◆ **WORK REQUEST**
The response must reproduce exactly every line of the material below holding the word "moose".
*** Opening of MATERIAL PROVIDED ***
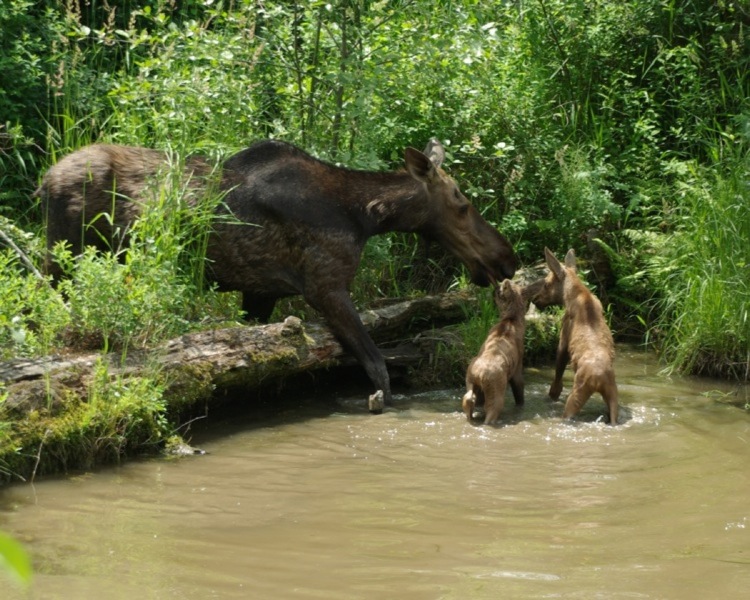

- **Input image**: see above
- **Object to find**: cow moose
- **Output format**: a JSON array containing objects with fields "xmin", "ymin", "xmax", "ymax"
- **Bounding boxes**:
[
  {"xmin": 462, "ymin": 279, "xmax": 526, "ymax": 425},
  {"xmin": 37, "ymin": 139, "xmax": 519, "ymax": 408},
  {"xmin": 531, "ymin": 248, "xmax": 619, "ymax": 424}
]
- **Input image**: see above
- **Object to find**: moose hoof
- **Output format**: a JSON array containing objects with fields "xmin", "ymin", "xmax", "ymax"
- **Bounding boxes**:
[{"xmin": 368, "ymin": 390, "xmax": 384, "ymax": 414}]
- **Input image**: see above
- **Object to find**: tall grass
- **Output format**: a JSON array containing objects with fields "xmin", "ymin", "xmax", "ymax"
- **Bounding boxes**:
[
  {"xmin": 655, "ymin": 148, "xmax": 750, "ymax": 379},
  {"xmin": 51, "ymin": 156, "xmax": 240, "ymax": 352}
]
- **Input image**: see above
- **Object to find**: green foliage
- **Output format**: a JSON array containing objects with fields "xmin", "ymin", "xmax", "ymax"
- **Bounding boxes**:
[
  {"xmin": 0, "ymin": 0, "xmax": 747, "ymax": 382},
  {"xmin": 541, "ymin": 145, "xmax": 622, "ymax": 249},
  {"xmin": 0, "ymin": 530, "xmax": 32, "ymax": 590},
  {"xmin": 82, "ymin": 359, "xmax": 170, "ymax": 454},
  {"xmin": 653, "ymin": 148, "xmax": 750, "ymax": 379},
  {"xmin": 54, "ymin": 159, "xmax": 240, "ymax": 351},
  {"xmin": 0, "ymin": 250, "xmax": 68, "ymax": 360},
  {"xmin": 0, "ymin": 0, "xmax": 52, "ymax": 130},
  {"xmin": 0, "ymin": 360, "xmax": 175, "ymax": 481}
]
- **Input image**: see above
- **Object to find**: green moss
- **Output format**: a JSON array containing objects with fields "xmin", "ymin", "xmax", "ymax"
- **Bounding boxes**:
[
  {"xmin": 0, "ymin": 363, "xmax": 175, "ymax": 484},
  {"xmin": 162, "ymin": 361, "xmax": 216, "ymax": 414}
]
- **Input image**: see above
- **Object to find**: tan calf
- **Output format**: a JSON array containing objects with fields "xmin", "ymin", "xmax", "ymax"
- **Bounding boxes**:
[
  {"xmin": 533, "ymin": 248, "xmax": 619, "ymax": 424},
  {"xmin": 462, "ymin": 279, "xmax": 526, "ymax": 425}
]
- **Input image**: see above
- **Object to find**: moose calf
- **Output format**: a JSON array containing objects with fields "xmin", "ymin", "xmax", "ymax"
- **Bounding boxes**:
[
  {"xmin": 533, "ymin": 248, "xmax": 619, "ymax": 424},
  {"xmin": 462, "ymin": 279, "xmax": 526, "ymax": 425}
]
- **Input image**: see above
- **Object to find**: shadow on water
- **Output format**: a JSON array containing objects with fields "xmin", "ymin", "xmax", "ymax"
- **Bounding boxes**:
[{"xmin": 185, "ymin": 364, "xmax": 397, "ymax": 444}]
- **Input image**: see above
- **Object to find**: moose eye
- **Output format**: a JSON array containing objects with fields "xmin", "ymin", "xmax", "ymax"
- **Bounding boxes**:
[{"xmin": 458, "ymin": 203, "xmax": 470, "ymax": 216}]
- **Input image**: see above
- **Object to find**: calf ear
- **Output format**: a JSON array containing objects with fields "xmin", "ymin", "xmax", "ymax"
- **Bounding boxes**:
[
  {"xmin": 405, "ymin": 147, "xmax": 437, "ymax": 183},
  {"xmin": 544, "ymin": 247, "xmax": 565, "ymax": 280},
  {"xmin": 422, "ymin": 138, "xmax": 446, "ymax": 168},
  {"xmin": 564, "ymin": 249, "xmax": 577, "ymax": 271}
]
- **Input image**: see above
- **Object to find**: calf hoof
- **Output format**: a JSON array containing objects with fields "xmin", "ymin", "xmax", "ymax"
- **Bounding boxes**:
*** Close of MATERIAL PROVIDED ***
◆ **RESPONSE TO THE EXERCISE**
- **Object to find**: cow moose
- **Object to find**: moose hoof
- **Object to find**: moose calf
- **Object to find**: moose eye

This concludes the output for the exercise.